Tâche A
Dans l'extrait sur le génocide arménien, relevez tous les types de productions qui, selon le texte, ont été réalisées pour le centenaire.

Extrait du document
* * * *

Les mots rédempteurs

Beaucoup d'articles, d'ouvrages, de dossiers, de documentaires ont été produits pour le centenaire, le 24 avril 2015, du génocide arménien (1,5 million de morts), qui demeure une des plus grandes tragédies humaines du début du XXe siècle et de la Première Guerre mondiale.
Les témoignages, les images, les récits qui reprennent cette mémoire ravagée sont à la limite du supportable. C'est essentiel de lutter contre l'oubli pour que toutes ces souffrances ne soient pas vaines et qu'elles servent de leçon à toute l'humanité, au-delà des différentes cultures qui souvent constituent nos nations.
Certes, il y a une dimension politique à la controverse qui continue à opposer le pouvoir politique d'Ankara (guerre civile) à celui d'Erevan (génocide) et qu'essaie d'arbitrer au mieux la communauté internationale.
Nous savons aujourd'hui que ce qui culturel est également politique puisque ce sont les deux faces d'une même médaille, l'une reflétant ou traduisant l'autre, l'une étant l'âme, l'autre l'action. L'humain a besoin de ces deux dimensions pour continuer dignement à exister. Les peuples comme les individus éprouvent et s'incarnent, se battent, se débattent, transmettent et s'enracinent, pour se préserver le plus longtemps et ne pas disparaître.
Toutefois, il faudrait accepter que parfois de grandes cultures ont engendré, à travers l'histoire, notamment en période de crise, des idéologies criminelles et disproportionnées pour se mobiliser et se protéger. De grandes nations ont eu des phases de ténèbres, où se sont déchaînées les forces obscures de l'instinct. Entre le bourreau et la victime, les mots sont rédempteurs, autant pour l'un que pour l'autre. Reconnaître le génocide arménien ne signifie nullement que la Turquie (et, avant elle, l'Empire ottoman qui dura près de cinq siècles) n'est pas une grande nation, ayant une vaste culture à travers l'histoire, mais bien au contraire, c'est une manière de se réhabiliter, à ses propres yeux d'abord et puis aux yeux du monde. C'est ouvrir une nouvelle page en assumant totalement son passé et se tourner résolument vers l'avenir pour redevenir une grande nation. La Turquie ne perd rien en revenant honnêtement sur cette période haineuse et honnie. Elle ne peut qu'en sortir grandie, car elle récupère en comparaison sa période lumineuse. Il n'y a pas de splendeur sans misère, de gloire sans déclin, ni de grandeur sans abîme.

* * * *

Données affichées

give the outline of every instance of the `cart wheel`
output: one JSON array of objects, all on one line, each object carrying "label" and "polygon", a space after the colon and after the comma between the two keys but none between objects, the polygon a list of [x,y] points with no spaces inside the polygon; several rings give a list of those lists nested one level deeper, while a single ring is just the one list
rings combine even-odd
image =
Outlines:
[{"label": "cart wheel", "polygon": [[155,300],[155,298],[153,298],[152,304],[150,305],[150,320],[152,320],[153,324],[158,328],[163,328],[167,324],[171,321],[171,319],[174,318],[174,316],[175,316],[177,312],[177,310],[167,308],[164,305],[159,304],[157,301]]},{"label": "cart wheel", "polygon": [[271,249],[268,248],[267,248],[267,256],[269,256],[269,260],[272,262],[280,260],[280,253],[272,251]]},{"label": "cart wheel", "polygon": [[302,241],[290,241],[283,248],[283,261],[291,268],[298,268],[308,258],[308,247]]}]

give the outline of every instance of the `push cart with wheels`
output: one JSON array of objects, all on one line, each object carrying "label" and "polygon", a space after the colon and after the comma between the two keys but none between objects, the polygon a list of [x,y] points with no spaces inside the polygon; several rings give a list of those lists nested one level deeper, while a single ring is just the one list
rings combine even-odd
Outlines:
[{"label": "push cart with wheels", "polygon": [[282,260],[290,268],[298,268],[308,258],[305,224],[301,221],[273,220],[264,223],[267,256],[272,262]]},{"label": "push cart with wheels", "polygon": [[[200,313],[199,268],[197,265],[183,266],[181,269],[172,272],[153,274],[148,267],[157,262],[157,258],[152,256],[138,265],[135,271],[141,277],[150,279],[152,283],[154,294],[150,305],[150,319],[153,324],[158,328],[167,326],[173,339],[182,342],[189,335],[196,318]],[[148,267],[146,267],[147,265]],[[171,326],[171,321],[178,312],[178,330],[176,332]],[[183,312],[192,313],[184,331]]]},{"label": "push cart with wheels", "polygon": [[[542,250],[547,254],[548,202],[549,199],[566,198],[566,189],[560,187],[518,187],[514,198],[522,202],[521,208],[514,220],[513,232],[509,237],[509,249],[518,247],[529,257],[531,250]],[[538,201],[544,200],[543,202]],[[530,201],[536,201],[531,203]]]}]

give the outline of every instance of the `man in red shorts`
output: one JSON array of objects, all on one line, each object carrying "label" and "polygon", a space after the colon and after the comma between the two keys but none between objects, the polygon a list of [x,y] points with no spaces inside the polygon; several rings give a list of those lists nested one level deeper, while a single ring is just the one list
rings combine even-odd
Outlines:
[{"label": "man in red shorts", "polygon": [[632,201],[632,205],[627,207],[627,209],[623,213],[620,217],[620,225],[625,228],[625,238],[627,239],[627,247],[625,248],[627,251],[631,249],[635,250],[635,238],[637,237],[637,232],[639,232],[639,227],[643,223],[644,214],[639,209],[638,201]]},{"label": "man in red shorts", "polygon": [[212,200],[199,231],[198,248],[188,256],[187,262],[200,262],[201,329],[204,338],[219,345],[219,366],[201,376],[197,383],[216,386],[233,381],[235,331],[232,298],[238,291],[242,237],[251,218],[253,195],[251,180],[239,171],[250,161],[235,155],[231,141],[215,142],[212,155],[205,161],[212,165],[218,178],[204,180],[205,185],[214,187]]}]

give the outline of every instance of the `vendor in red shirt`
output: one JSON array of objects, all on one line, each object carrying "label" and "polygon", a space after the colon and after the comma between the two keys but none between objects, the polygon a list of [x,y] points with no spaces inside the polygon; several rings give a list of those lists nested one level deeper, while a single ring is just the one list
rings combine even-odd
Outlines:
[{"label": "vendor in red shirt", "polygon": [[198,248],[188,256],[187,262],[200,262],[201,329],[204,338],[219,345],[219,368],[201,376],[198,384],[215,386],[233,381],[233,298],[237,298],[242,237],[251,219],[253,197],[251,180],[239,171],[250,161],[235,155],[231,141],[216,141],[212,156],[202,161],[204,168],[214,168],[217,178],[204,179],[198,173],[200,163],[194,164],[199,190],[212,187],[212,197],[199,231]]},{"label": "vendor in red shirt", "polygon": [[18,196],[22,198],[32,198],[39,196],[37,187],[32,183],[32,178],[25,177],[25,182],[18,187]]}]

* * * *

Tâche B
Repérez dans les enregistrements chaque ligne contenant le mot « every » et recopiez-la en tenant compte de la casse.

Résultat A
articles, ouvrages, dossiers, documentaires

Résultat B
give the outline of every instance of the `cart wheel`
give the outline of every instance of the `push cart with wheels`
give the outline of every instance of the `man in red shorts`
give the outline of every instance of the `vendor in red shirt`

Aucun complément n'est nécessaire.